Only text is carried over. Reproduce the entries below exactly.

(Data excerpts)
◇ ◇ ◇

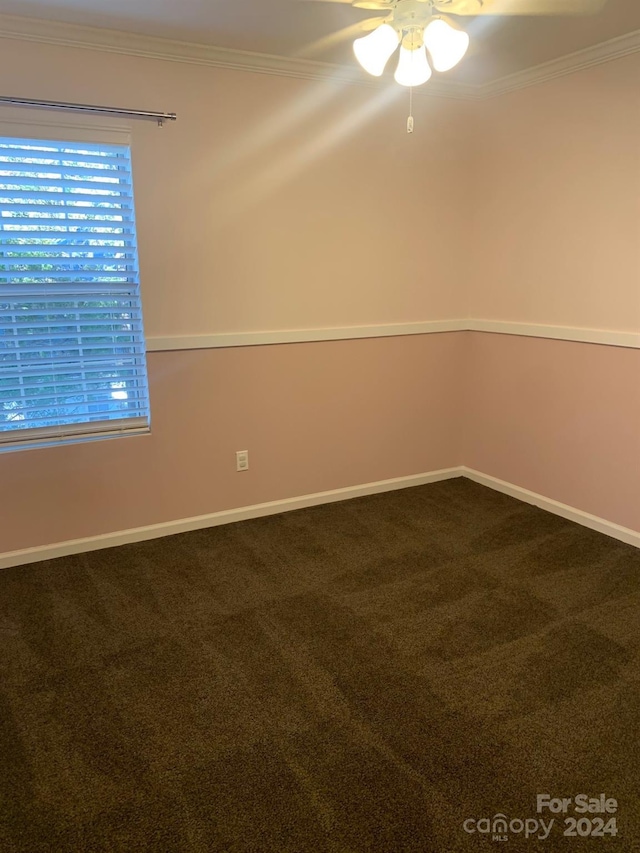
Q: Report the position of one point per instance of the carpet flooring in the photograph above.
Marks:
(372, 675)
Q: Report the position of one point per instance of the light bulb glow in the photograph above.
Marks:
(413, 68)
(445, 44)
(373, 51)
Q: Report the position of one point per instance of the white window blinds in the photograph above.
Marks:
(72, 356)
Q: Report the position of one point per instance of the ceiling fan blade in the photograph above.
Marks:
(520, 7)
(376, 5)
(345, 34)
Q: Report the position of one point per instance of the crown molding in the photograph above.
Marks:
(170, 50)
(589, 57)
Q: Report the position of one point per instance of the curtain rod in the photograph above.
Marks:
(89, 108)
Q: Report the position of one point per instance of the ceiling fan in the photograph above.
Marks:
(429, 38)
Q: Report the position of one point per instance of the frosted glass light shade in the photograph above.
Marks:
(445, 44)
(413, 68)
(373, 51)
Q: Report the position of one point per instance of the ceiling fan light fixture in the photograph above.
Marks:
(374, 50)
(446, 45)
(413, 68)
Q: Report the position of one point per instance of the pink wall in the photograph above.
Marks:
(557, 227)
(314, 416)
(274, 203)
(558, 418)
(283, 204)
(557, 202)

◇ ◇ ◇

> **RESPONSE BOX**:
Q: Report the position of one point per instance of the carpet flooring in the photograph above.
Marks:
(372, 675)
Q: Report the position of one point per instance of the light bulb glow in the photograph above.
Marks:
(413, 68)
(445, 44)
(373, 51)
Q: Report the position of one point per instance of the white window blinds in the photograph above.
Marks:
(72, 356)
Q: Report the position of one point per instance of the ceiling fan blade in the photograph above.
Marks:
(520, 7)
(376, 5)
(345, 34)
Q: Report the position of one point per instance of the crown molding in the photograph above.
Marks:
(170, 50)
(589, 57)
Q: Report the position of one point per instance of the curtain rod in the photograph above.
Marks:
(89, 108)
Q: Report the position of one point per instance of the ceiling fan in the photograph above.
Marks:
(429, 38)
Q: Report the position of one point per instance of the frosted glass light shade in the photograph above.
Marks:
(445, 44)
(413, 68)
(373, 51)
Q: Report the position of one point per instance of the ceiling fan light fixture in the photograph above.
Marks:
(374, 50)
(446, 45)
(413, 68)
Q: Report the position of one point per instance of the pink wall in the photograph above.
Marks:
(557, 227)
(314, 416)
(274, 203)
(558, 418)
(283, 204)
(557, 202)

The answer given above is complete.